Exercício proposto: Devolva todas as linhas dos registros abaixo, sem nenhuma alteração.

-------- Dados de origem --------

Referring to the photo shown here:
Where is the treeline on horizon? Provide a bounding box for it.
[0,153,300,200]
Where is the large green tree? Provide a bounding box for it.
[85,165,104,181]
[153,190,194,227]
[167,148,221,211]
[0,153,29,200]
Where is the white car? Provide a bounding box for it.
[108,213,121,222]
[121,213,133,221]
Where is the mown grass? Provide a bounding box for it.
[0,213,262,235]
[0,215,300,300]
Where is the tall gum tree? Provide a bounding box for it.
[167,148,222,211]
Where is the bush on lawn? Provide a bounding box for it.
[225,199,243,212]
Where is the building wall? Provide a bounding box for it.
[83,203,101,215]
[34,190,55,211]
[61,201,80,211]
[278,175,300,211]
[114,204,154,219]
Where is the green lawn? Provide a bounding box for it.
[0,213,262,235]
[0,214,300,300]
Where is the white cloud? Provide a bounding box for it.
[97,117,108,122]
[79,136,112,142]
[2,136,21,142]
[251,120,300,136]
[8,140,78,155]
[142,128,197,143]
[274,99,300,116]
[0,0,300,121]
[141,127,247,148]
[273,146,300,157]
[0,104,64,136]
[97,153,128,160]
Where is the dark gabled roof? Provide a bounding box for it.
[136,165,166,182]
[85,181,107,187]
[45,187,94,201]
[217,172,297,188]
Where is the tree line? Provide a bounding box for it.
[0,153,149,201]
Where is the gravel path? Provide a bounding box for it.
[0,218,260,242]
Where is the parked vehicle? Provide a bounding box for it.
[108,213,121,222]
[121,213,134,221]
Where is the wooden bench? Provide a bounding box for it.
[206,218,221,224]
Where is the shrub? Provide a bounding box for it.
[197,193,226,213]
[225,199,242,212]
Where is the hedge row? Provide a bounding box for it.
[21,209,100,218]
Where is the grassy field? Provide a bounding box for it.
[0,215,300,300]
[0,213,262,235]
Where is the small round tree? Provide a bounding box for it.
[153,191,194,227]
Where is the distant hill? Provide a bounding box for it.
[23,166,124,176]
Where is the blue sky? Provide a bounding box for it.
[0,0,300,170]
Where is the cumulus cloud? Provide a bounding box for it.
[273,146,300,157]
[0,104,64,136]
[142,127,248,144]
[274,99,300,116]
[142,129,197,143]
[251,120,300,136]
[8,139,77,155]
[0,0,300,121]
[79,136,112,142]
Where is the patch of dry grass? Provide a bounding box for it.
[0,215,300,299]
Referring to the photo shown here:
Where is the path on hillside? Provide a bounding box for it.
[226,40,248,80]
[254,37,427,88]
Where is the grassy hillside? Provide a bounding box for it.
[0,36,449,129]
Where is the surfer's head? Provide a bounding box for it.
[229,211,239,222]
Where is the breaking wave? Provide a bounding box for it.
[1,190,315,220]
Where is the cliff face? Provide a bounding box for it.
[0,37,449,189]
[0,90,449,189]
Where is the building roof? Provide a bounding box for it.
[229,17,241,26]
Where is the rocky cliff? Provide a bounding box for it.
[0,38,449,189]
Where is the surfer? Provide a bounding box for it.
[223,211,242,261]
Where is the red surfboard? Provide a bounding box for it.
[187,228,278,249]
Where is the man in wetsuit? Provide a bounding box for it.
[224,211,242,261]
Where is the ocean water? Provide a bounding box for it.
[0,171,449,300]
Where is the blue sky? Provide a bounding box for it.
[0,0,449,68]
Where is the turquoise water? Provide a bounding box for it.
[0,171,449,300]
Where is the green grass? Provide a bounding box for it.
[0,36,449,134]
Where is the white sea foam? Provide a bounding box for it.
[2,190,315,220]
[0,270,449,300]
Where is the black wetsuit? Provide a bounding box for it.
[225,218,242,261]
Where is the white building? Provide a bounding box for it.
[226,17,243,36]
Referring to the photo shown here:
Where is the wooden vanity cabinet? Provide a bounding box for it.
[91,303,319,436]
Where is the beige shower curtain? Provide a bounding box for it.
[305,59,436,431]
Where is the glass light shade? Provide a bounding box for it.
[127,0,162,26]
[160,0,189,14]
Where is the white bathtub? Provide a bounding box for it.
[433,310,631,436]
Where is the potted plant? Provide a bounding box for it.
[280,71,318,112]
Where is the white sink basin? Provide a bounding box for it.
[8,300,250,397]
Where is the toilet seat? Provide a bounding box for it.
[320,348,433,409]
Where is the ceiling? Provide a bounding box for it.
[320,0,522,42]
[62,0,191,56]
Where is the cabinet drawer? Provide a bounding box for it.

--------

A resposta:
Referring to the photo shown here:
Where is the treeline on horizon? Provide a bounding box for it.
[0,153,300,200]
Where is the large green tree? Provide a bounding box for it.
[85,165,104,181]
[153,190,194,227]
[167,148,221,211]
[0,153,29,200]
Where is the white car? Provide a bounding box for it.
[108,213,121,222]
[121,213,133,221]
Where is the mown grass? Provide a bounding box for it.
[0,213,262,235]
[0,215,300,300]
Where is the tall gum tree? Provide a bounding box for it.
[167,148,222,211]
Where is the bush on lawn? Provide a bounding box for it.
[225,199,243,212]
Where is the building wall? Provide a bounding box for it.
[83,203,101,215]
[34,190,55,211]
[61,201,80,211]
[278,175,300,211]
[114,204,154,219]
Where is the green lawn? Provide a bounding box for it.
[0,213,262,235]
[0,214,300,300]
Where is the white cloud? Provide a bounding box for it.
[97,117,108,122]
[79,136,112,142]
[2,136,21,142]
[251,120,300,136]
[8,140,78,155]
[142,128,197,143]
[274,99,300,116]
[0,0,300,121]
[141,127,247,148]
[273,146,300,157]
[0,104,64,136]
[97,153,128,160]
Where is the dark gabled roof? Provide a bounding box for it.
[136,165,166,182]
[85,181,107,187]
[45,187,94,201]
[217,172,297,188]
Where is the tree line? Provide a bounding box for it.
[0,153,149,201]
Where is the gravel path? Provide a bounding box for it.
[0,218,260,242]
Where is the parked vehicle? Provide a bounding box for it.
[108,213,121,222]
[121,213,134,221]
Where is the wooden bench? Provide a bounding box for it.
[206,218,221,224]
Where is the shrub? Provide a bounding box for it.
[197,193,226,213]
[225,199,242,212]
Where is the hedge row? Provide a bounding box for it.
[21,209,100,218]
Where is the grassy field? Provide a bounding box for it.
[0,215,300,300]
[0,213,262,235]
Where is the small round tree? Provide a bounding box for it.
[153,191,194,227]
Where is the distant hill? Provide a bounding box for it.
[23,166,124,176]
Where is the blue sky? Provide a bounding box for it.
[0,0,300,170]
Where is the cumulus cloud? Provide a bounding box for it.
[273,146,300,157]
[0,104,64,136]
[142,127,248,144]
[274,99,300,116]
[142,129,197,143]
[251,120,300,136]
[8,139,77,155]
[0,0,300,121]
[79,136,112,142]
Where is the patch of dry grass? Provide a bounding box for it.
[0,215,300,299]
Referring to the photo shown here:
Where is the path on hillside? Provide a bounding box for it.
[226,40,248,80]
[254,37,427,88]
Where is the grassy hillside? Provide a bounding box for it.
[0,36,449,129]
Where is the surfer's head? Provide a bounding box for it.
[229,211,239,222]
Where is the breaking wave? Provide a bounding box for it.
[1,190,315,220]
Where is the cliff face? Provide a bounding box for it.
[0,37,449,189]
[0,90,449,189]
Where is the building roof? Provide a bounding box for it.
[229,17,241,26]
Where is the rocky cliff? Provide a bounding box for it.
[0,38,449,189]
Where is the surfer? Provide a bounding box for it.
[223,211,242,261]
Where is the red surfboard? Provide a bounding box for it.
[187,228,278,249]
Where is the man in wetsuit? Provide a bounding box for it.
[224,211,242,261]
Where is the ocean water? Provide a bounding box for it.
[0,171,449,300]
Where is the blue sky? Provide a bounding box for it.
[0,0,449,68]
Where is the turquoise water? Provide a bounding box for it.
[0,171,449,300]
Where is the green grass? Provide a bounding box for it.
[0,36,449,134]
Where is the white sea foam? Provide a bounding box for it.
[2,190,315,220]
[0,270,449,300]
Where is the black wetsuit? Provide a bounding box for it.
[225,218,242,261]
Where is the white building? Provide a bounding box for it.
[226,17,243,36]
Referring to the photo shown here:
Where is the wooden vanity cabinet? Provide a bounding box for it.
[91,303,319,436]
Where is the beige shower curtain? Provide a bounding box for it.
[305,59,436,431]
Where is the glass light shade? Provide a bounding box for it.
[127,0,162,26]
[160,0,189,14]
Where is the white bathtub? Provide a bounding box for it.
[433,310,631,436]
Where is the potted plant? Provide a bounding box for it.
[280,71,318,112]
Where is the white sink basin? Provide a bounding box for it.
[8,300,250,397]
Where is the toilet seat? Provide a bounding box for it.
[320,348,433,409]
Where is the ceiling? Provide a bounding box for it.
[320,0,522,42]
[62,0,191,56]
Where is the cabinet drawer? Provide a bounding box for it.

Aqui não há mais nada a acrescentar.